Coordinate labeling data
--- Begin ---

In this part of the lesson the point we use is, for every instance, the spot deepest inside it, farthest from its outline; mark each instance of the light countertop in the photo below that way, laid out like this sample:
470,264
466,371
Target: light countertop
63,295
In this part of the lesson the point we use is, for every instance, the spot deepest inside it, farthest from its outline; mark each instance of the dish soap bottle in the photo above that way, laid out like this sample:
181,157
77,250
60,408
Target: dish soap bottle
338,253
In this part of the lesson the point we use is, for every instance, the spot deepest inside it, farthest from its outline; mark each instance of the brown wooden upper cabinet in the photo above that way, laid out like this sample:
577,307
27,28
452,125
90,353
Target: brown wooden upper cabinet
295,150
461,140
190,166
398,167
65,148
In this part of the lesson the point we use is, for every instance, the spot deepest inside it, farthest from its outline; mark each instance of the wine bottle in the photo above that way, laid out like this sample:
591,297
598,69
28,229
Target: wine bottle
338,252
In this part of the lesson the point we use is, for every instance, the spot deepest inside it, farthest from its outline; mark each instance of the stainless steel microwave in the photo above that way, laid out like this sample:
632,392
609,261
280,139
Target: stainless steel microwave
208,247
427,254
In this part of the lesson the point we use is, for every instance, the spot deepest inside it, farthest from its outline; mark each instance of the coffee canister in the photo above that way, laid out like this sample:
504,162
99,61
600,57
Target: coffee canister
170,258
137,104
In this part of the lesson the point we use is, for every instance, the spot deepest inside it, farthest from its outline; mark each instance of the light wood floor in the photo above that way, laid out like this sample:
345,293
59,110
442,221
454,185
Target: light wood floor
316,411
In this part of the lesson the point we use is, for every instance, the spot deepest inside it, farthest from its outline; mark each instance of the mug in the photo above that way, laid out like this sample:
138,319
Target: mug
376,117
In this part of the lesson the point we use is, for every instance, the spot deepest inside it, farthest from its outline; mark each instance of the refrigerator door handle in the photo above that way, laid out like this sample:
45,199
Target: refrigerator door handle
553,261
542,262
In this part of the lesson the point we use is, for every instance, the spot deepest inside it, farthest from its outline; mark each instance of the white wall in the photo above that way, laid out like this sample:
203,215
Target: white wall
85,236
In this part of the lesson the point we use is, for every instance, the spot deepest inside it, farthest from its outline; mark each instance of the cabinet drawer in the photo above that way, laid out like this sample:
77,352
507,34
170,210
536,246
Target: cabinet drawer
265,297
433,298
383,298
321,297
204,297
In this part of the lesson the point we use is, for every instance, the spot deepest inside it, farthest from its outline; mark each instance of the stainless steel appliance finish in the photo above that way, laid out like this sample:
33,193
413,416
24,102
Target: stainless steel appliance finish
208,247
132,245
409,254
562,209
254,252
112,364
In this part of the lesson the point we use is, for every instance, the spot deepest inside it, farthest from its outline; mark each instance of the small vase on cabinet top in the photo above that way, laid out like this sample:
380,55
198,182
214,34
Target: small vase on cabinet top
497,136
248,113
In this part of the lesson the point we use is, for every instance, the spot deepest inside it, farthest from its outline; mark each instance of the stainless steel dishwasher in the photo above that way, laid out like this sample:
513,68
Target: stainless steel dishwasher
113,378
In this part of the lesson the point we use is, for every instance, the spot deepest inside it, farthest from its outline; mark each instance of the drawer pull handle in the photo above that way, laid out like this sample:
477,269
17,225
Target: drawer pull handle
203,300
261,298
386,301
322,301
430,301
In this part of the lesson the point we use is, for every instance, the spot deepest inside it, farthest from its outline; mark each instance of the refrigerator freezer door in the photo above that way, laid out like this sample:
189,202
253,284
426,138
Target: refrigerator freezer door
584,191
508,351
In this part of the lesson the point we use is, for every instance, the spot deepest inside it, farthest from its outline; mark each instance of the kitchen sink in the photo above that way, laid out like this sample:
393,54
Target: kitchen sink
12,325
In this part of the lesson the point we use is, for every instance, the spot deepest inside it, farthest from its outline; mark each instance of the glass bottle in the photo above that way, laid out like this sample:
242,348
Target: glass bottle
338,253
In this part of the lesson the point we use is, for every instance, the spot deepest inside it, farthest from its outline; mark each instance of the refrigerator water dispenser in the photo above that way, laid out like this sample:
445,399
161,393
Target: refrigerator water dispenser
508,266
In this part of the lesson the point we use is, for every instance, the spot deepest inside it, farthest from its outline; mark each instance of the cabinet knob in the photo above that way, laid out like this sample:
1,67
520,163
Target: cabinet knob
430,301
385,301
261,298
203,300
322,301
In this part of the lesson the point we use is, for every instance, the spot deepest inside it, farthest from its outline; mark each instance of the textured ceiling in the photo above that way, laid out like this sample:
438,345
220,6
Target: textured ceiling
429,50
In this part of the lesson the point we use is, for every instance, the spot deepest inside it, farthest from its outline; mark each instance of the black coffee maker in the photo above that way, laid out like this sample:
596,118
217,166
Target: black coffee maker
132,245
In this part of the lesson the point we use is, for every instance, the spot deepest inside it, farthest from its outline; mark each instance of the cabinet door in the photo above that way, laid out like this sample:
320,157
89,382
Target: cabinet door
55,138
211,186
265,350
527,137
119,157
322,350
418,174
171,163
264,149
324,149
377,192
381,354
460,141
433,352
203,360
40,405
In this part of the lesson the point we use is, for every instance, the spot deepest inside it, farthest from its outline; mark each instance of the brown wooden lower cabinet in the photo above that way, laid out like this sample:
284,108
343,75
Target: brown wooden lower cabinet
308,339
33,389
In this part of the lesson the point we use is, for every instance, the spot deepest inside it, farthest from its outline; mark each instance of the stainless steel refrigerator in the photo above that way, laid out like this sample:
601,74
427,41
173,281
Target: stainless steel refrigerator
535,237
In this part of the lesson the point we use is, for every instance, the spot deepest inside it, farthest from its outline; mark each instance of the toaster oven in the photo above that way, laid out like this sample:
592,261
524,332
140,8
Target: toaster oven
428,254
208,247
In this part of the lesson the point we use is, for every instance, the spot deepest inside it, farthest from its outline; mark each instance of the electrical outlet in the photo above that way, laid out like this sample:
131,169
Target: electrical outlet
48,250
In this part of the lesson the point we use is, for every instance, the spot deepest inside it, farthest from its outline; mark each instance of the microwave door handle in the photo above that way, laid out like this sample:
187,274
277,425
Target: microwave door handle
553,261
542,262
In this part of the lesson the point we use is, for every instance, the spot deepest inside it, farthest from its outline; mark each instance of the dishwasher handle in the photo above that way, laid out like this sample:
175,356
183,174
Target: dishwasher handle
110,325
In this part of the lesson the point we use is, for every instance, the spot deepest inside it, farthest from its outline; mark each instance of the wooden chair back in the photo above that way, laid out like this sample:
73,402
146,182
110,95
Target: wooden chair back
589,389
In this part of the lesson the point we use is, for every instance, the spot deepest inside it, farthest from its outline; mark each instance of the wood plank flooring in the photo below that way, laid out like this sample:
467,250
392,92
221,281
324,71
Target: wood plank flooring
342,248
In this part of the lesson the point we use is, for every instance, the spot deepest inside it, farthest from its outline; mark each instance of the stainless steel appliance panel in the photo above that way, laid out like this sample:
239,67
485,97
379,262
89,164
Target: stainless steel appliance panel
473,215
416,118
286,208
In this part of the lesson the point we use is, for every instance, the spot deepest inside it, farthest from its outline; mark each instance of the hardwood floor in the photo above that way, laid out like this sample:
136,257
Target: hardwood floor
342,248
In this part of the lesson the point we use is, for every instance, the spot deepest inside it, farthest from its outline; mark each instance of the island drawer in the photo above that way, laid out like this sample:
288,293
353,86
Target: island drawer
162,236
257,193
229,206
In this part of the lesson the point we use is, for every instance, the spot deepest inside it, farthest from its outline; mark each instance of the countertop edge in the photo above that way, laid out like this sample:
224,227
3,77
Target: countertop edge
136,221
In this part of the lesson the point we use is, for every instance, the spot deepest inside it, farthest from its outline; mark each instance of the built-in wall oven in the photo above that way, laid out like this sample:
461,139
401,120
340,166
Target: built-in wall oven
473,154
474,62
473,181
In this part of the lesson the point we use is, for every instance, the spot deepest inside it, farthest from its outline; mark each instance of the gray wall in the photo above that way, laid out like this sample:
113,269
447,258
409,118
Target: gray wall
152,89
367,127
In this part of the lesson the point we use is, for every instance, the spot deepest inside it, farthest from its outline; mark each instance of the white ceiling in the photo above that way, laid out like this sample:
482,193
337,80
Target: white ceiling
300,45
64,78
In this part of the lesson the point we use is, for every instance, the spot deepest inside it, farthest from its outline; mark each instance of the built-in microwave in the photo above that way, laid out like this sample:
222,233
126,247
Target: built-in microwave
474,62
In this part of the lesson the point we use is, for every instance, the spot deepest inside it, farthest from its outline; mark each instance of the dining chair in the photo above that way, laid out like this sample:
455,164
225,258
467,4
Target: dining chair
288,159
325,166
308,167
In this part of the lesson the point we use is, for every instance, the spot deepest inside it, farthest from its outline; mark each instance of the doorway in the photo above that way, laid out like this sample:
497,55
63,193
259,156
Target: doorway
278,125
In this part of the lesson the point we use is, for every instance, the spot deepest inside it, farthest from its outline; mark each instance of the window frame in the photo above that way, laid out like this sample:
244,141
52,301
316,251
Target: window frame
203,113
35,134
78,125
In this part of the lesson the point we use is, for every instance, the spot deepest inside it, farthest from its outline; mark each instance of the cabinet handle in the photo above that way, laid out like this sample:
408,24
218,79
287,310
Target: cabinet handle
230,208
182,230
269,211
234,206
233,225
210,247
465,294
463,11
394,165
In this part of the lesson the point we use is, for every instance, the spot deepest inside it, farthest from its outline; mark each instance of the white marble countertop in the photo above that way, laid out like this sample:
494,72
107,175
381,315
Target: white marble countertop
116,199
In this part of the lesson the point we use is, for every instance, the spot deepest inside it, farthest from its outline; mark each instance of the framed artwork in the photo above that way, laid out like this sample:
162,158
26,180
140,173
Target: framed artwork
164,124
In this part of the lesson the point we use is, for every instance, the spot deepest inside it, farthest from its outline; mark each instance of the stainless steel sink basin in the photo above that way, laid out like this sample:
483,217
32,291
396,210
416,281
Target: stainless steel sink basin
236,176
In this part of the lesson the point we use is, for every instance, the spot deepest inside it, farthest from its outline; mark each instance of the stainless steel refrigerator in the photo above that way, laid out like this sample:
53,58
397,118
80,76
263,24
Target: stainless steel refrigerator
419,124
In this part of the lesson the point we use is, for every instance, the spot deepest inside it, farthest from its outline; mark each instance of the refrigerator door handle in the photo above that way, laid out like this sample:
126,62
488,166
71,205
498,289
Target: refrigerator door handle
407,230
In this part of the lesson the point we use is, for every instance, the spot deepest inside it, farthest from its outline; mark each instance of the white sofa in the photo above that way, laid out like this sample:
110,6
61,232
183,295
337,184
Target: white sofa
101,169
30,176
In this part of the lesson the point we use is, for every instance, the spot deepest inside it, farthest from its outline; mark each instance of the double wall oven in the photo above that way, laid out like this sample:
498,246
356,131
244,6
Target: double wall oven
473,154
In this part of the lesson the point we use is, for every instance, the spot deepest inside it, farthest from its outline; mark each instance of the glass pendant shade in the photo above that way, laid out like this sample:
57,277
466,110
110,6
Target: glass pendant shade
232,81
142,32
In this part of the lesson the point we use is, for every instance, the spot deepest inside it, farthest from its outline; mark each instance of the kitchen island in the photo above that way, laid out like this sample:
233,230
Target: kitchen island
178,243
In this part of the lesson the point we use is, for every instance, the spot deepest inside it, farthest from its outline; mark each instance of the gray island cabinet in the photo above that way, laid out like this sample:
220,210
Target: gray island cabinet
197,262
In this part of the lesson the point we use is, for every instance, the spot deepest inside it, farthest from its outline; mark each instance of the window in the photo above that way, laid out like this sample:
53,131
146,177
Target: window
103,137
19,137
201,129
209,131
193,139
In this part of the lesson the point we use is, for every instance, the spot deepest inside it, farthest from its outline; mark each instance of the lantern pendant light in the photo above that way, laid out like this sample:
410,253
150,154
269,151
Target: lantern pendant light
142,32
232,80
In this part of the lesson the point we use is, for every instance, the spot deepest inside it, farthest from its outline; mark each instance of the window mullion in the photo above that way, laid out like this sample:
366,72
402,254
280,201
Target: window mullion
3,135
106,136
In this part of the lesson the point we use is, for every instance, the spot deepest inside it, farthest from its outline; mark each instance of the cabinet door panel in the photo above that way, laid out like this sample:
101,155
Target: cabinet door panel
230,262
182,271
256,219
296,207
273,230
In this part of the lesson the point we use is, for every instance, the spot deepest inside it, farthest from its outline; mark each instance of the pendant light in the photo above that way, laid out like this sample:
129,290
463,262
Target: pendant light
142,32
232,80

--- End ---

- Work required -
Extract every line from the one containing "the glass pendant" to the end of the entries, including both of those lines, exactly as given and with nothing added.

- Correct answer -
In this part of the lesson the point we use is, for every instance, the spot deepest inside it, farthest from its outline; mark each instance of the glass pendant shade in the photo above that way, laid out like this sample:
57,277
466,110
110,6
Target: glass pendant shade
232,81
142,32
In this part of the lesson the point we use is, for every instance, the spot deepest inside it, farthest from its outline; mark each instance of the kitchen island in the photo above that way, laid out like this sample:
233,230
Target: kitchen island
178,243
In this part of the lesson the point we use is, for every instance, the spot deepest inside it, farthest from its outline; mark each instance of the gray island cabinet in the photo above that way, laid out like this sample:
220,210
Target: gray island cabinet
197,262
In this part of the lesson the point we use is, for every instance, the spot deepest inside it, farthest from its outline; mark each instance of the window in the photo above that way, laid out like this sample:
53,131
146,177
Target: window
103,137
19,137
201,129
209,131
193,139
In this part of the lesson the point we use is, for every instance, the spot deepest inside it, farthest from its outline; mark each instance of the lantern pendant light in the photo above that way, laid out like this sample:
410,253
150,154
269,151
Target: lantern pendant light
142,32
232,80
In this part of the lesson the point we use is, for every instance, the spot deepest inside it, farthest from its outline; mark each instance of the window mullion in the photo above that way, laid out like this sample:
366,72
402,254
280,201
Target: window mullion
3,135
106,136
In this part of the lesson the point we use is, for every instance, the spot deepest inside it, farthest from its outline; mark each instance of the cabinet door panel in the photo above that way, laid out like this sample:
101,155
Target: cabinet door panel
230,262
182,271
256,219
296,207
273,230
In this part of the lesson the point we use is, for every instance, the spot deepest inside it, farthest from its outline; mark each instance of the pendant light in the photo above that way, laid out like this sample:
129,290
463,262
Target: pendant light
142,32
232,80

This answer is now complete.